Фрагмент текста:
______
Книжка моя не дописана. Осталось совсем немного.
Книга, которую я долго заканчивала
«Я — рассказчик своего времени»
(из интервью)
Новый роман Людмилы Улицкой «Зеленый шатер» — по сути, сборник из тридцати рассказов, объединенных несколькими сквозными темами и героями. Отчасти это роман о шестидесятниках и диссидентах, и две главные истории — «Зеленый шатер» и «Имаго» — обозначают два главных полюса напряжения книги: темы всеобщей вины и всеобщего прощения и личного нравственного выбора, позволяющего остаться человеком в нечеловеческих обстоятельствах времени. Но время и место — пятидесятые — восьмидесятые годы XX века в России — становятся лишь обстоятельствами, в которых Улицкая и ее герои размышляют о главном вопросе: что такое взросление, когда человек становится взрослым? Возможно ли, что современная цивилизация — это цивилизация подростков, личинок, так никогда и не выросших, не достигших стадии имаго?
— Ваша новая книга — о диссидентах. Но если в Польше или Чехословакии диссиденты — это герои, которые сделали современную историю, то в России отношение к ним скорее негативное: прокляты и забыты. Потому что, по мнению многих, они отчасти ответственны за то, как мы живем теперь. Ваш роман — это попытка вступить в отношения с прошлым, которое вытеснено из памяти, проанализировать его?
______
Серия записей
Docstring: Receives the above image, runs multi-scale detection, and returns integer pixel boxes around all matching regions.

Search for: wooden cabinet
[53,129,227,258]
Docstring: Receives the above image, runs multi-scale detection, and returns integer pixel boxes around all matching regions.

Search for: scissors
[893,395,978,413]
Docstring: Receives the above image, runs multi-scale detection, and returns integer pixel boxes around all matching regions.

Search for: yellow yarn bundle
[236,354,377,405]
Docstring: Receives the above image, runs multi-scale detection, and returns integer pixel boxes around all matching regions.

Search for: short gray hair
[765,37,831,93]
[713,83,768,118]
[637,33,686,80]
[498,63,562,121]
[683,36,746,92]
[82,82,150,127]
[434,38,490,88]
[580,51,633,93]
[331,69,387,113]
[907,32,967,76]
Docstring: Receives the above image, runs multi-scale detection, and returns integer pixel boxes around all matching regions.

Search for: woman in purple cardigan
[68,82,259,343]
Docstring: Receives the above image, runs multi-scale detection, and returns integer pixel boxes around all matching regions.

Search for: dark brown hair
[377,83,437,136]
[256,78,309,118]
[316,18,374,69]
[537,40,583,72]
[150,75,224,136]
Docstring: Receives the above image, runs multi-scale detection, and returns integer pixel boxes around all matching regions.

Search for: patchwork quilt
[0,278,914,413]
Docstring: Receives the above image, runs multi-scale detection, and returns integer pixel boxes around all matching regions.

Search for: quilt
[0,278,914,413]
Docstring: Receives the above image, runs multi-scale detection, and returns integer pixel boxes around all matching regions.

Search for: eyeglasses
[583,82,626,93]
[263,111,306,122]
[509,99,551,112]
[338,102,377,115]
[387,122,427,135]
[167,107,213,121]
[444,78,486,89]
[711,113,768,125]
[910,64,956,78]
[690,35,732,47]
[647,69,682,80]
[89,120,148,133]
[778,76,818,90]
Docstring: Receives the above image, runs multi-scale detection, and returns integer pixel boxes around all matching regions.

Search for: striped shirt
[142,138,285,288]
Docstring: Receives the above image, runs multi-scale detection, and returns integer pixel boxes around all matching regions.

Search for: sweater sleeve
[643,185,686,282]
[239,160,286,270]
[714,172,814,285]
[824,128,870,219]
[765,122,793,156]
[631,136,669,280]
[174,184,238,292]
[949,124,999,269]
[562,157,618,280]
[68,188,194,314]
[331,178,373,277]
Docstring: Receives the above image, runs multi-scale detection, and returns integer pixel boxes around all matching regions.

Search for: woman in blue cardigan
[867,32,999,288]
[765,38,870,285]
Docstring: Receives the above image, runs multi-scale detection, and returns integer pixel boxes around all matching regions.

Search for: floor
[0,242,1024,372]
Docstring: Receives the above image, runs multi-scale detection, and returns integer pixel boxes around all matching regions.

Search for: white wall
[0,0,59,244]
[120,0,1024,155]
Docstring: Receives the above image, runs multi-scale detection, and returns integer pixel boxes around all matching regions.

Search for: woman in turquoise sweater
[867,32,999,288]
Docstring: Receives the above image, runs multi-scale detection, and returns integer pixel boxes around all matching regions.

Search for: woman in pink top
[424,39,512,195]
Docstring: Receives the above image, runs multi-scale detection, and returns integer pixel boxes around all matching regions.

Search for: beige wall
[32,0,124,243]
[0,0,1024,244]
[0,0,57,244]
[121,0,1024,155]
______
Задания:
[a] Ответьте на вопросы по фрагменту текста, по одному ответу на строку с той же пометкой:
(i) Из скольких рассказов, по сути, состоит роман «Зеленый шатер»?
(ii) Какие две истории названы главными?
(iii) Какие годы XX века указаны как время действия?
[b] Приведите все строки записей, где встречается слово «wall».
Текст и записи — два отдельных материала, между собой не связанных.

Ответы к заданиям:
[a]
(i) Из тридцати рассказов.
(ii) «Зеленый шатер» и «Имаго».
(iii) Пятидесятые — восьмидесятые годы.

[b]
Search for: white wall
Search for: beige wall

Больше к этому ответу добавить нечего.